» TASK:
In the material below, how many lines include the string "handle"? Answer with the number and nothing else.

* * * * * * *

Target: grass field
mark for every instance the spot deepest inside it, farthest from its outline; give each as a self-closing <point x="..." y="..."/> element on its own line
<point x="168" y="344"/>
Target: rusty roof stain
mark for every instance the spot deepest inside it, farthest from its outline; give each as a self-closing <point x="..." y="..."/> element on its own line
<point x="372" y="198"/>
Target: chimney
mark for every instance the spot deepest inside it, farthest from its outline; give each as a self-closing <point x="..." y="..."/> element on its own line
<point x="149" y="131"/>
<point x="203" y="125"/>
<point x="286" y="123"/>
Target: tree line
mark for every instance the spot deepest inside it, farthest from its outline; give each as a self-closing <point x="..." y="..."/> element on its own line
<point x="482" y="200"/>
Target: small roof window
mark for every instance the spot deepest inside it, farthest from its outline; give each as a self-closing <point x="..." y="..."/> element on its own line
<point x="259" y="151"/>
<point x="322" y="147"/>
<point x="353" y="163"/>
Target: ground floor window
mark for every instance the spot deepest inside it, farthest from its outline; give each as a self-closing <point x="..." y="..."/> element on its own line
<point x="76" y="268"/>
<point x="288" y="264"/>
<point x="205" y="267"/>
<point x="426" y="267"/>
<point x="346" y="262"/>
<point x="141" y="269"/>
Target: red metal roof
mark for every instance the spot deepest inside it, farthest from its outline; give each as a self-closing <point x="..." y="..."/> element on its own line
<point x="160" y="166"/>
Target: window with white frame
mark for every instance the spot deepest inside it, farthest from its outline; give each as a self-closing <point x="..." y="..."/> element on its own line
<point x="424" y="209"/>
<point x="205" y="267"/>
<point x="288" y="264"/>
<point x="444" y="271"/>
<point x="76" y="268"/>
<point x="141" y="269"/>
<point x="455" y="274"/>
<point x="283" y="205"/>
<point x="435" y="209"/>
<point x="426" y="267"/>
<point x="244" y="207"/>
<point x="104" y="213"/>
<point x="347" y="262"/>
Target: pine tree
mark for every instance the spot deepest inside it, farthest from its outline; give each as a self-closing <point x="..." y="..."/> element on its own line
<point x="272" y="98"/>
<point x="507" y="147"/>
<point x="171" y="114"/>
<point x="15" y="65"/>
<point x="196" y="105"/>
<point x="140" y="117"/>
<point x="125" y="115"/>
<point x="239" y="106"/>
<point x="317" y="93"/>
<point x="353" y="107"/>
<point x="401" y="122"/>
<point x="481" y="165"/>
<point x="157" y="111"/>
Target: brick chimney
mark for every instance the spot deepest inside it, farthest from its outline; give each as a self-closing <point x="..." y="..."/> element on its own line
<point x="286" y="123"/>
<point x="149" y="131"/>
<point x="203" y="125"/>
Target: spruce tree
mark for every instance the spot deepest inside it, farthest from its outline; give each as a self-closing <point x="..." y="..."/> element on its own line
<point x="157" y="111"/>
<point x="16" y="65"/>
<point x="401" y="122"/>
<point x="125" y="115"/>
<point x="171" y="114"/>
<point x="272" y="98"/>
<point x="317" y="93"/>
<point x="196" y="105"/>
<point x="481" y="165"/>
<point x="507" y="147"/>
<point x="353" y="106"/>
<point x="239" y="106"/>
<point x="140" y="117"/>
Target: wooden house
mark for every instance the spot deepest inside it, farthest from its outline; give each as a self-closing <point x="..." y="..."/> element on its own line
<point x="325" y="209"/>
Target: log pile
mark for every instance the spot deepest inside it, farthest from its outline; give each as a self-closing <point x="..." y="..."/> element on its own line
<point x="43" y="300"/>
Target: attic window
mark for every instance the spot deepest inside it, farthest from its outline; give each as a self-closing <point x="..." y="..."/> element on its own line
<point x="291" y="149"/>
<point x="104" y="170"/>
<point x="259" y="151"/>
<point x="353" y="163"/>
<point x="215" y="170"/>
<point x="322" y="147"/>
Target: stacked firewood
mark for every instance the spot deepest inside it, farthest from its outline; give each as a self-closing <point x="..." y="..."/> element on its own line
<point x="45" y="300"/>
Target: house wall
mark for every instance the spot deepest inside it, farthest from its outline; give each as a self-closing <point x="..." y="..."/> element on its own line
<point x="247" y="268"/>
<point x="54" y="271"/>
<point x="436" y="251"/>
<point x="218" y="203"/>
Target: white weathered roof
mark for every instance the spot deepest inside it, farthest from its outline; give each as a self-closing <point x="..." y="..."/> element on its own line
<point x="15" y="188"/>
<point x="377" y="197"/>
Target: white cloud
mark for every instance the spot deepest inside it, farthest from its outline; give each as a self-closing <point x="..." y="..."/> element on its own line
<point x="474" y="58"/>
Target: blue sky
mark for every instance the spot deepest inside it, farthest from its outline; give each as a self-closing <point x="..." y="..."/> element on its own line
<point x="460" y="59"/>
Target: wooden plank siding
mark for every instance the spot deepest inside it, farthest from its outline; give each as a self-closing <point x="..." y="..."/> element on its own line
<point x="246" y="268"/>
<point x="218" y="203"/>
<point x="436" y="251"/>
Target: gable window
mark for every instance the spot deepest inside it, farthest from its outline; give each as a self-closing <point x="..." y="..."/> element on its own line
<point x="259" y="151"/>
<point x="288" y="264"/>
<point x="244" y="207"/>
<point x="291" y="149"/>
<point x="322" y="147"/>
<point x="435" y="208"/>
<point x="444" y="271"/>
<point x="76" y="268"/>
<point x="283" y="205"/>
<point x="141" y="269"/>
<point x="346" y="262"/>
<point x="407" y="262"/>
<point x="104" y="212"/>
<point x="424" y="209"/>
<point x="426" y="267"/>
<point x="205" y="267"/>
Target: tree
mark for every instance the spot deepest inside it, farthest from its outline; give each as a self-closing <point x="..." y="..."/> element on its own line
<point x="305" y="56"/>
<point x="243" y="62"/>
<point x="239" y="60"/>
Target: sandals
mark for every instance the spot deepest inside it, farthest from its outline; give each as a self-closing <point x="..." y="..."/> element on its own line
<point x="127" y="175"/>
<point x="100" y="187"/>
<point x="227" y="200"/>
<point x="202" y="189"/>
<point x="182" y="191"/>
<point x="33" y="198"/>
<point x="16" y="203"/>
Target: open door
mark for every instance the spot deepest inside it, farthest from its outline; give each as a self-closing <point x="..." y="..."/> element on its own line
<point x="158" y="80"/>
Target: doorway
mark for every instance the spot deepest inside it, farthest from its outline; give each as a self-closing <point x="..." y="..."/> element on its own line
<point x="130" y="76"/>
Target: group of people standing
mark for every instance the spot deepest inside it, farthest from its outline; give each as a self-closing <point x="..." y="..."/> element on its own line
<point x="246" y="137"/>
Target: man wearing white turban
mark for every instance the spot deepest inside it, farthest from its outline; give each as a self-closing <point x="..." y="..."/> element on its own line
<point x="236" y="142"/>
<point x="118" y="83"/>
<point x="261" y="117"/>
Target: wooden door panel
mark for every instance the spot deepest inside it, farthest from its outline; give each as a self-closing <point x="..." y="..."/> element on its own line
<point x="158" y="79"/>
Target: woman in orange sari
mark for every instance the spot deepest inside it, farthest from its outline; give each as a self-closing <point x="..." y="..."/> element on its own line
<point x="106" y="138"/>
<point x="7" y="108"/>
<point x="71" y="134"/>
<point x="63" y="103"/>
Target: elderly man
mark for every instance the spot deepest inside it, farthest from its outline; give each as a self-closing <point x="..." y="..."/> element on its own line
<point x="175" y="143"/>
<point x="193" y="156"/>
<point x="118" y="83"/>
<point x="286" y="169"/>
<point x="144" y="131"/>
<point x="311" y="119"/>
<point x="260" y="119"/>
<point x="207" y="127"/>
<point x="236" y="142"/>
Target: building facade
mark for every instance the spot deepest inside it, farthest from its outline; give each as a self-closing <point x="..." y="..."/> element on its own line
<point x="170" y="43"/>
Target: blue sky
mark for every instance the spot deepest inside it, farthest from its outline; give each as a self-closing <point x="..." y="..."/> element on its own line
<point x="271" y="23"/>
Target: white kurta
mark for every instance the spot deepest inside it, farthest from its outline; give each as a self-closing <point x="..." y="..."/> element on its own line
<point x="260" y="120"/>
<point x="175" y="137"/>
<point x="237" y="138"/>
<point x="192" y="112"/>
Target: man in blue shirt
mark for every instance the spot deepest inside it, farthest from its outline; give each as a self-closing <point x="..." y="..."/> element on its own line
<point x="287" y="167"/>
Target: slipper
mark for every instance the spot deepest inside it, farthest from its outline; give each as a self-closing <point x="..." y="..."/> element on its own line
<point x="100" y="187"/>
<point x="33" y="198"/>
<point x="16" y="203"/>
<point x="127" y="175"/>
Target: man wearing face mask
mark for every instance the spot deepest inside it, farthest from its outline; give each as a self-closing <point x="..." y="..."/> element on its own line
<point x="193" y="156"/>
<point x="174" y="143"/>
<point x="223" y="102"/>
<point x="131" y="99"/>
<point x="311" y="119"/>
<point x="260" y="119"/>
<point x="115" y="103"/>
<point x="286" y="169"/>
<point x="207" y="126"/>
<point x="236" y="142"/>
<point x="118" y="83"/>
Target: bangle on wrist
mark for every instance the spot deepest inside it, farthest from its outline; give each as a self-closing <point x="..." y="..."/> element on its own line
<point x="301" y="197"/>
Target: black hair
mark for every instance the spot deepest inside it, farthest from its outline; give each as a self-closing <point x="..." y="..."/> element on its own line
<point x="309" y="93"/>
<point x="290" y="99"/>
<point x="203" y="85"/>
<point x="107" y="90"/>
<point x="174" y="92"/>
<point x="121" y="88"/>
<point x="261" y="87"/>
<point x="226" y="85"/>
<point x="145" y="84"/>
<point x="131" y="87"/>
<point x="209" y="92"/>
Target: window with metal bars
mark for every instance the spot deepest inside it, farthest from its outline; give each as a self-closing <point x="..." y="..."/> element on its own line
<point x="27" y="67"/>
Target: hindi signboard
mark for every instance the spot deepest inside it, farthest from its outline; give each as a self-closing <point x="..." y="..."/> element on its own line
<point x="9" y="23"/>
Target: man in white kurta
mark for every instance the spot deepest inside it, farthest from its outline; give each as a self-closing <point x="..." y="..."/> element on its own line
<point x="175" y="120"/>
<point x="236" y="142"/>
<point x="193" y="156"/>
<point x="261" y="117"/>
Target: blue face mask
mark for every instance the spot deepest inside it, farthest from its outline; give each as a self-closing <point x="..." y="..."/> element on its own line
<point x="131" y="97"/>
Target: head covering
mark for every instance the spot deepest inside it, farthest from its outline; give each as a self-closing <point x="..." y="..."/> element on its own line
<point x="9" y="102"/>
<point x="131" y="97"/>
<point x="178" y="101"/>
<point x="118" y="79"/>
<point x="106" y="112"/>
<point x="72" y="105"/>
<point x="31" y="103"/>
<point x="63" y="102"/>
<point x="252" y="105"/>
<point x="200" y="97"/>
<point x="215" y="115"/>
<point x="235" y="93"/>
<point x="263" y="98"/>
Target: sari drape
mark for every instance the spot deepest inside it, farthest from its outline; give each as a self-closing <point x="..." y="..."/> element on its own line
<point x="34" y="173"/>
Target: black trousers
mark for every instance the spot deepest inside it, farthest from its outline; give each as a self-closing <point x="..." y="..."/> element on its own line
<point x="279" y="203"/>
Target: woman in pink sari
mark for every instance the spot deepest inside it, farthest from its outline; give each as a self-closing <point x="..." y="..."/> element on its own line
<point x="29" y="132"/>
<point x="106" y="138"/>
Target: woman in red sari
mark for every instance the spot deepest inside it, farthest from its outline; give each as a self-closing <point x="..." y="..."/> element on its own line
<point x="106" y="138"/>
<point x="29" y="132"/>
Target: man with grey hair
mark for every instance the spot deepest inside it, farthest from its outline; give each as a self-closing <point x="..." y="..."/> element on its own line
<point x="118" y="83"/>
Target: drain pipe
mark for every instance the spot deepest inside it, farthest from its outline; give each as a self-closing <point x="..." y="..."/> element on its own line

* * * * * * *

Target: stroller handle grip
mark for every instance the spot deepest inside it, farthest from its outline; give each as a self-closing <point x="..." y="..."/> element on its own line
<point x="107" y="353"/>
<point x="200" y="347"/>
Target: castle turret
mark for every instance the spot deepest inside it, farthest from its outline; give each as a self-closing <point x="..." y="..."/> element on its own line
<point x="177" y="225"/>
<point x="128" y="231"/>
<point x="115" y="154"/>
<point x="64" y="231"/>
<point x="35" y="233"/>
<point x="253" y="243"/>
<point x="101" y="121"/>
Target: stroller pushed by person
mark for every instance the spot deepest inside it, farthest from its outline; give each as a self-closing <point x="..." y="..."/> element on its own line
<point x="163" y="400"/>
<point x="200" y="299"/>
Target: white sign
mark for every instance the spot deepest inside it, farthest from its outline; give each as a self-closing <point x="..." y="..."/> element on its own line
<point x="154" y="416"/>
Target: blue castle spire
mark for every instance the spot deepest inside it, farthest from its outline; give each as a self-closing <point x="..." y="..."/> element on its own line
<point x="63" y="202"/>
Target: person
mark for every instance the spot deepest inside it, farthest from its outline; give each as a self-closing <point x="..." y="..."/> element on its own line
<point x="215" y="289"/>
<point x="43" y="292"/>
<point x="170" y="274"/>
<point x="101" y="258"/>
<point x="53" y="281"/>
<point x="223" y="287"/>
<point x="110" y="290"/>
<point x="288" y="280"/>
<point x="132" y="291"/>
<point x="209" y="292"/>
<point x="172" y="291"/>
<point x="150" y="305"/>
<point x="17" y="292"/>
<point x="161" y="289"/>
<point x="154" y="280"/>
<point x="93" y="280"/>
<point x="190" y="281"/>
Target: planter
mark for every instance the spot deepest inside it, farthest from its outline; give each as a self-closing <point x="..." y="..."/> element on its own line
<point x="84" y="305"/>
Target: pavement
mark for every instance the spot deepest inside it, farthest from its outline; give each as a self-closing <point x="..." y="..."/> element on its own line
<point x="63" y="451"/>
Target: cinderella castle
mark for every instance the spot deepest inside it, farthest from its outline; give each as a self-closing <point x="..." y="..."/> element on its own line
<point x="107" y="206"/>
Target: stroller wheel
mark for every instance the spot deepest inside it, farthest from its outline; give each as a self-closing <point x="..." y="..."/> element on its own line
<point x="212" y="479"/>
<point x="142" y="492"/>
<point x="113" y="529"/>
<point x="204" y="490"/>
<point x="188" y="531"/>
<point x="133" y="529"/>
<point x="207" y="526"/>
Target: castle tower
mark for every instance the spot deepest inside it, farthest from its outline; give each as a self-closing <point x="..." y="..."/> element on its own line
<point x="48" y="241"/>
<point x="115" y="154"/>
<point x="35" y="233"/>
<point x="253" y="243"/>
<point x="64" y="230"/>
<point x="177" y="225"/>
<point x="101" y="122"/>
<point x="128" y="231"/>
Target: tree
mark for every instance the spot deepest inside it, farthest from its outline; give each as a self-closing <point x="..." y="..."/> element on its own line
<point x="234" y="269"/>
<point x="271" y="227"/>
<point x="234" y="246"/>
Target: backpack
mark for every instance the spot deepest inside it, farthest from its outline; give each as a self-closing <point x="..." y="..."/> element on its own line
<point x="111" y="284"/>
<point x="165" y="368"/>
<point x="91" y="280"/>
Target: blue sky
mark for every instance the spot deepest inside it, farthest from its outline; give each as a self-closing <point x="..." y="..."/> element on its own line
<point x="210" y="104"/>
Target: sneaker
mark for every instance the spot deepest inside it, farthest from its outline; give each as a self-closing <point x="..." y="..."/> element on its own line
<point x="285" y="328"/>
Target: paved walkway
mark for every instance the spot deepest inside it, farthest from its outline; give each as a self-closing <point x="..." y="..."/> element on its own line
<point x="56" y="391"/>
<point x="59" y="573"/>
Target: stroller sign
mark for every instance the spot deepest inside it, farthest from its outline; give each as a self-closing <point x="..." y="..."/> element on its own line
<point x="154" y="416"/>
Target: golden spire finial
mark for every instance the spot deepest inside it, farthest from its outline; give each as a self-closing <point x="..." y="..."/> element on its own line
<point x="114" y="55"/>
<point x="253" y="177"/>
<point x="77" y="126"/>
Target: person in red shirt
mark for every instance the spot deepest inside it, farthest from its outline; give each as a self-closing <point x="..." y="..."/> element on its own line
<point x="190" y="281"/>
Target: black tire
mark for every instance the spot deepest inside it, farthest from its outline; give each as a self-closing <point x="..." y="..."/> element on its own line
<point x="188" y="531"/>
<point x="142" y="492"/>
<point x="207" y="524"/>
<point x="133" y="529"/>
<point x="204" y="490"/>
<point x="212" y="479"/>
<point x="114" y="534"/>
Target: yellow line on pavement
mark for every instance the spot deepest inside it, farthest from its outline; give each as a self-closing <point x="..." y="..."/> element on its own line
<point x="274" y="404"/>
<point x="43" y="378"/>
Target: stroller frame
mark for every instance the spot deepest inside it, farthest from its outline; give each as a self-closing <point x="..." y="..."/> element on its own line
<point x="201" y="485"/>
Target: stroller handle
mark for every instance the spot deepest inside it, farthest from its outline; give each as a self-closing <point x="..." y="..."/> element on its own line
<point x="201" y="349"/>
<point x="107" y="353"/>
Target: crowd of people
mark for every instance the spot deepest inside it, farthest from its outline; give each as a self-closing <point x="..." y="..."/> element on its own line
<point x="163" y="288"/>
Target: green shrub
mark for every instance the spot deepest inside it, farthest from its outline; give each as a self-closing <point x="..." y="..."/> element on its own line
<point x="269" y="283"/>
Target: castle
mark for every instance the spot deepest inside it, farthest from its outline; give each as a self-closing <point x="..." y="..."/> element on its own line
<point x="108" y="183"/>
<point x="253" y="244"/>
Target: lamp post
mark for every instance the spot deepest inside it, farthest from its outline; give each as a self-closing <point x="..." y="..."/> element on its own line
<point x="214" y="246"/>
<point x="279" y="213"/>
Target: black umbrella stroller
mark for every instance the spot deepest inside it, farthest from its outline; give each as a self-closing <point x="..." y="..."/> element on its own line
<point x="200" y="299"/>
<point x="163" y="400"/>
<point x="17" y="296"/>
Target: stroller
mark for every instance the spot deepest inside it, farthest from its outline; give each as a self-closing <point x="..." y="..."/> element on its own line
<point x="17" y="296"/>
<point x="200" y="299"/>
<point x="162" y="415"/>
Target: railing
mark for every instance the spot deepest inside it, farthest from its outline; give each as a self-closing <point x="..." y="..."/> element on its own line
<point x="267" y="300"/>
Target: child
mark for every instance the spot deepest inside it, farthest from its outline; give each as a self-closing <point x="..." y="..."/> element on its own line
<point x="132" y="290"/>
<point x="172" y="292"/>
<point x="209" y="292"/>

* * * * * * *

» OUTPUT FOR THIS TASK:
2